• **Work required**:
In the listing below, find the line containing "positive clicks: (212, 242) (209, 287)" and the line containing "negative clicks: (196, 258)". Repeat exactly those two lines and every line between them, nothing more.

[Given records — start]

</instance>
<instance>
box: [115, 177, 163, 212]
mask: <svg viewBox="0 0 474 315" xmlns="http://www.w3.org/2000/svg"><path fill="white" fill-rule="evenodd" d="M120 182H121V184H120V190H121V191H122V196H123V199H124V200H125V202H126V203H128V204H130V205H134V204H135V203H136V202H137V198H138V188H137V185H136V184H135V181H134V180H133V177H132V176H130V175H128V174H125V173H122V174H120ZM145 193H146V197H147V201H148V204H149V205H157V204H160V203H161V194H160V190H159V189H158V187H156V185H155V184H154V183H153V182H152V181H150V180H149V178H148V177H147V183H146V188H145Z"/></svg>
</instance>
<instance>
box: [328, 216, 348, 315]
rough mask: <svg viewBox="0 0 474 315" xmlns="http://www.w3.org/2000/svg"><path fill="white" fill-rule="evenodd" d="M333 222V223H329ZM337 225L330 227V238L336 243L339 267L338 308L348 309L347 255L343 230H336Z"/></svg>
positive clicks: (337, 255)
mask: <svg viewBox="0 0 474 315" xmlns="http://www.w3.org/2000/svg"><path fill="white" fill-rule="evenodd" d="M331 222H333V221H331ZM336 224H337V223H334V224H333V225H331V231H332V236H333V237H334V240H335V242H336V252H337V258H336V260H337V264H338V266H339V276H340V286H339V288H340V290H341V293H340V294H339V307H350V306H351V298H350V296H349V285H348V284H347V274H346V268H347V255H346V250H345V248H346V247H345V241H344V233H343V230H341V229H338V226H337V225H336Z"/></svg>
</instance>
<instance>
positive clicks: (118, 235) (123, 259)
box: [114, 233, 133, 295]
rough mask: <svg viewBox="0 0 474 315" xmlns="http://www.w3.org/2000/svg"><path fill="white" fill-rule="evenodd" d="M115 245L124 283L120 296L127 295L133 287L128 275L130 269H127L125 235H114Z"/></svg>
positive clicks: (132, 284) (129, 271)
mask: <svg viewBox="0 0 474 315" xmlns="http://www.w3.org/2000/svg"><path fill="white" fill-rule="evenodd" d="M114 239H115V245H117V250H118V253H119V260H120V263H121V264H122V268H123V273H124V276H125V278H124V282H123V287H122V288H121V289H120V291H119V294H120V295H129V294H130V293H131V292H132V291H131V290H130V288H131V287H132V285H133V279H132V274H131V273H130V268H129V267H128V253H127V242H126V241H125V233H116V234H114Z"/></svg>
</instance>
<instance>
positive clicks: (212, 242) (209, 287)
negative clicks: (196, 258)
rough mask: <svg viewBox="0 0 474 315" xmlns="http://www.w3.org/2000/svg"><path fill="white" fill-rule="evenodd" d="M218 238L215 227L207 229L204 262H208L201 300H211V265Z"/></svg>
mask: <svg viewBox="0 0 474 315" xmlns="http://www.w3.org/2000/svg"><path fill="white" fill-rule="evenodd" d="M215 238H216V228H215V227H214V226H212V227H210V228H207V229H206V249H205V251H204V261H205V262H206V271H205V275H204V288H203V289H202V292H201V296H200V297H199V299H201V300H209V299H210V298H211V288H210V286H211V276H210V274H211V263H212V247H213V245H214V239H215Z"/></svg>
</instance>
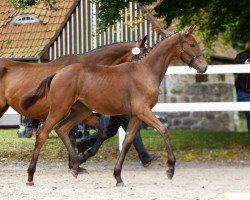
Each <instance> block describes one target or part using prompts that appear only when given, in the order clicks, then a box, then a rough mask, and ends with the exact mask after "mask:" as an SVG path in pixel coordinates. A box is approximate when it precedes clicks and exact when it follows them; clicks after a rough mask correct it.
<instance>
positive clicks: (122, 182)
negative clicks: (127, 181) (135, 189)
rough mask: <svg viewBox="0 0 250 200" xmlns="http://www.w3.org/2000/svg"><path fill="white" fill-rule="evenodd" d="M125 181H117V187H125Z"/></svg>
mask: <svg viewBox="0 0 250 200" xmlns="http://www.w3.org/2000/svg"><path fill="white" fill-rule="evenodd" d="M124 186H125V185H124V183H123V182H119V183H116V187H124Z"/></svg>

[Given records — finish]
[Given records — start]

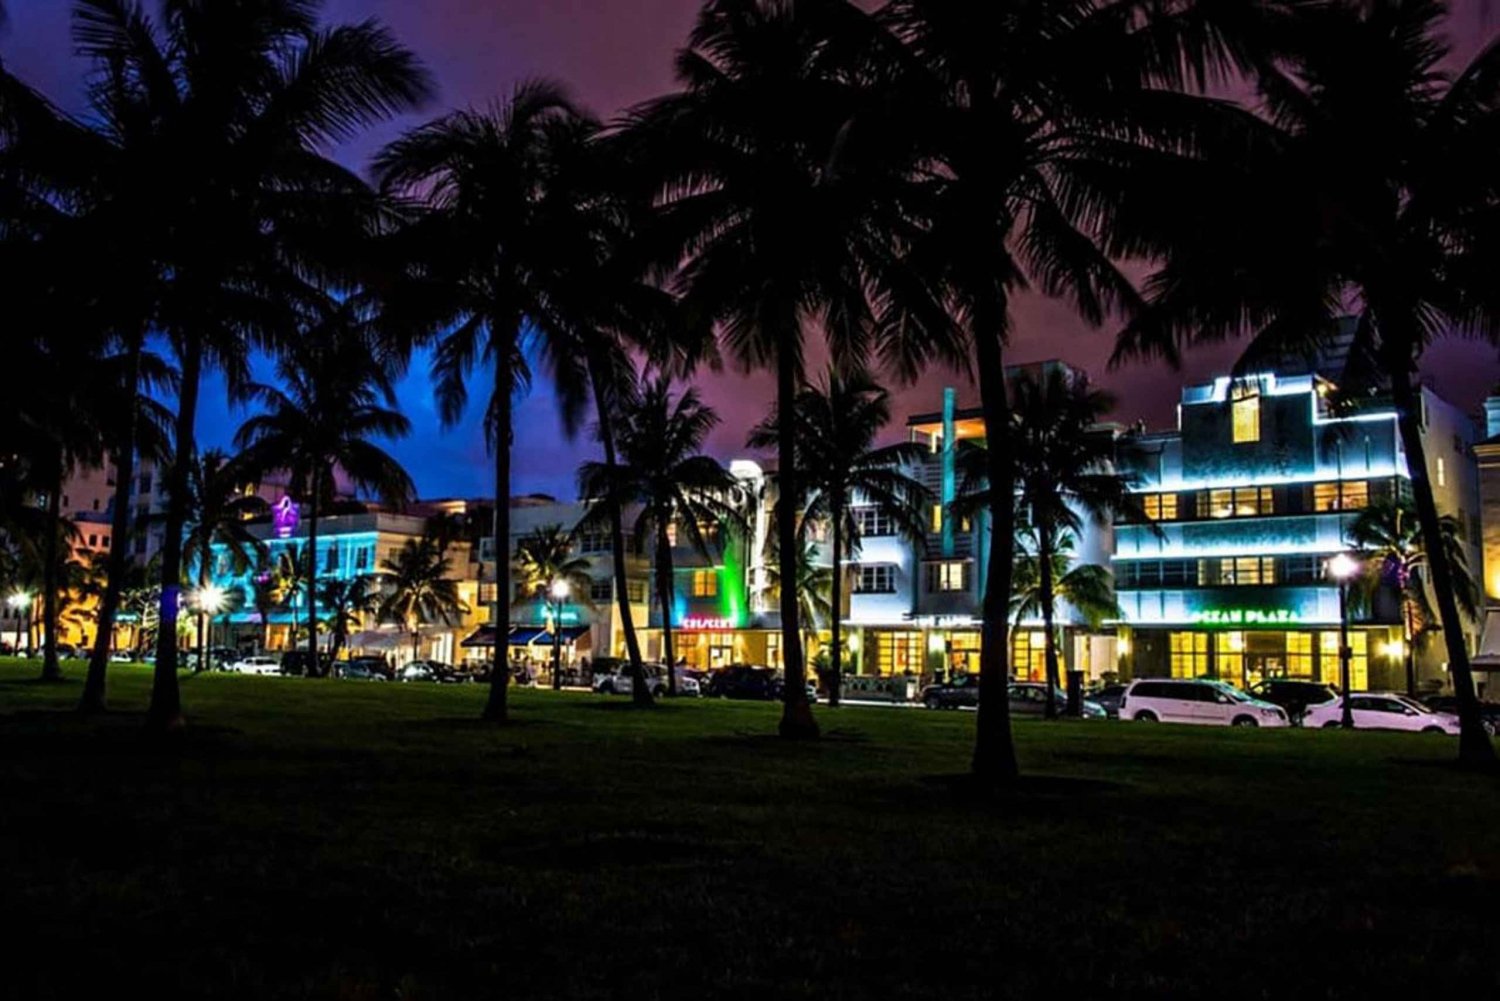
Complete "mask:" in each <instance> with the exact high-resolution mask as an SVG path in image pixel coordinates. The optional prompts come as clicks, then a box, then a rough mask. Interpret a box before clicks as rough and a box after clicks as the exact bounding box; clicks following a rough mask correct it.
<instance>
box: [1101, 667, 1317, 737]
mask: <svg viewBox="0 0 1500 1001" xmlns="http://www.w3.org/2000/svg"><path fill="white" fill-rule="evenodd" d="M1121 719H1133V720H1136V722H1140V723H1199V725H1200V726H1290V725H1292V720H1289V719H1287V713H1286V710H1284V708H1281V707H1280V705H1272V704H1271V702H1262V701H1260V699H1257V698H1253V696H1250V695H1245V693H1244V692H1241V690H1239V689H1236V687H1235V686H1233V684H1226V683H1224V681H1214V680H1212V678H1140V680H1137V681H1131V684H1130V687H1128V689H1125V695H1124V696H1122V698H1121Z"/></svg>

[Given records — finish]
[Given records — start]

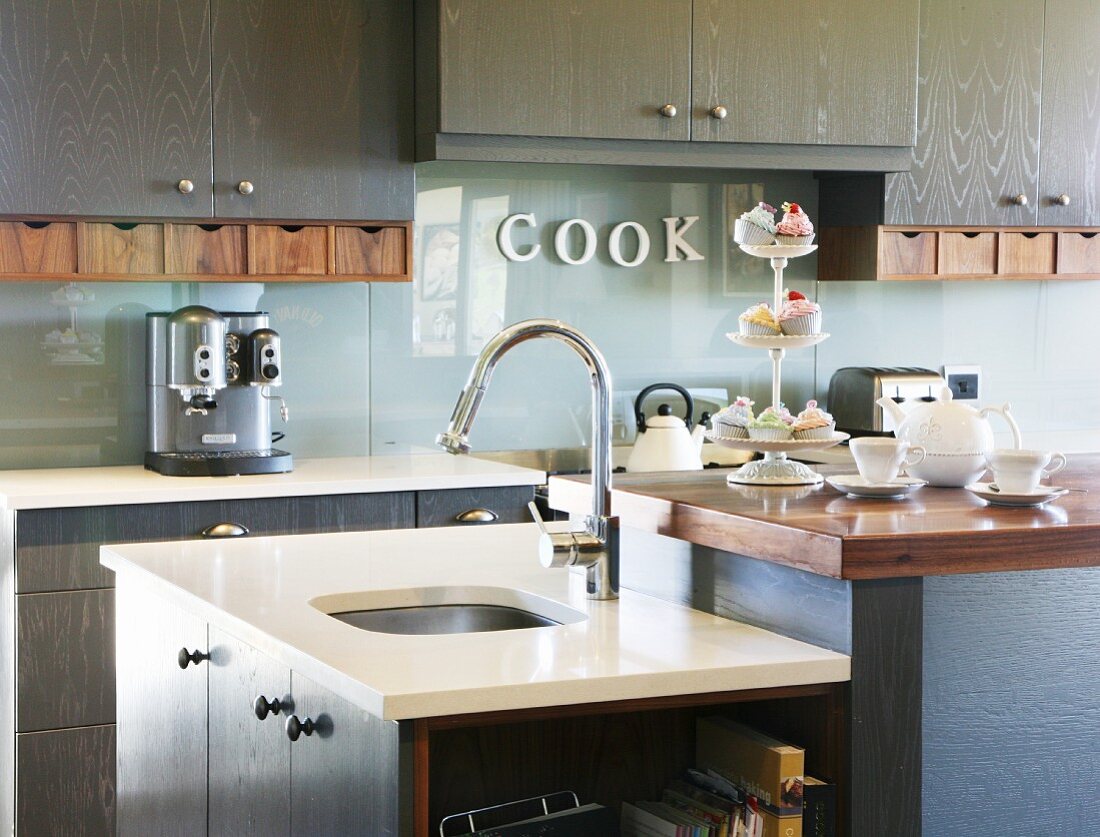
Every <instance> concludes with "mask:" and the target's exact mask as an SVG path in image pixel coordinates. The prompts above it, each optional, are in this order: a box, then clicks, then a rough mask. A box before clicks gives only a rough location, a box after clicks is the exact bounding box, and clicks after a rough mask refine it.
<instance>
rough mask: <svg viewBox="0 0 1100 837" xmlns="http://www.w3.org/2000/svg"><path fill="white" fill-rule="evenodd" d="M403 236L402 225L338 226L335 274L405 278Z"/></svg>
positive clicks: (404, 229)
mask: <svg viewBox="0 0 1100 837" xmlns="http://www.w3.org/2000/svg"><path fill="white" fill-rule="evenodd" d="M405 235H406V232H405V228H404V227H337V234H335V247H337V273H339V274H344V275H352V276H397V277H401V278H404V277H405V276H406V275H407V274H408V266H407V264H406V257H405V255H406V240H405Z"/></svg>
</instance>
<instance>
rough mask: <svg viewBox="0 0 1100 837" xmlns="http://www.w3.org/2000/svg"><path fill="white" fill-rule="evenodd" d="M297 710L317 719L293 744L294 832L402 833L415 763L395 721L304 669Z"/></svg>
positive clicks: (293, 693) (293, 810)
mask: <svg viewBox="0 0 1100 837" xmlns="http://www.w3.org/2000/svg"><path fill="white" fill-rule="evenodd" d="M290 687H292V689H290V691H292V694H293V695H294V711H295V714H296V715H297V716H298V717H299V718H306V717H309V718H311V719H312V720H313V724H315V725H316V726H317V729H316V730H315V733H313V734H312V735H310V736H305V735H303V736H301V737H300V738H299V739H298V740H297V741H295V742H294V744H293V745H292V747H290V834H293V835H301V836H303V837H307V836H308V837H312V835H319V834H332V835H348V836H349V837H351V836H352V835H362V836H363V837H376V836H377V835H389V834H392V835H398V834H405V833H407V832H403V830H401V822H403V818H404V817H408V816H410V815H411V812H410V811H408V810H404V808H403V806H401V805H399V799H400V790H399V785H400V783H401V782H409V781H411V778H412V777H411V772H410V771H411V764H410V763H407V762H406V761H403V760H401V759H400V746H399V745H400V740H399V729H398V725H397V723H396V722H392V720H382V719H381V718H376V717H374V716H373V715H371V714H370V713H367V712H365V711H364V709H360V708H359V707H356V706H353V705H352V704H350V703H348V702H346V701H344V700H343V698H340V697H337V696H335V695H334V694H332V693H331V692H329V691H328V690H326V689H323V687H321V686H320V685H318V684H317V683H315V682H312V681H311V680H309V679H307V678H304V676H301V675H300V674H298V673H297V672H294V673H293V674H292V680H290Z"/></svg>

[Given records — finish]

• **Answer to this task**:
positive clicks: (212, 242) (209, 287)
negative clicks: (196, 258)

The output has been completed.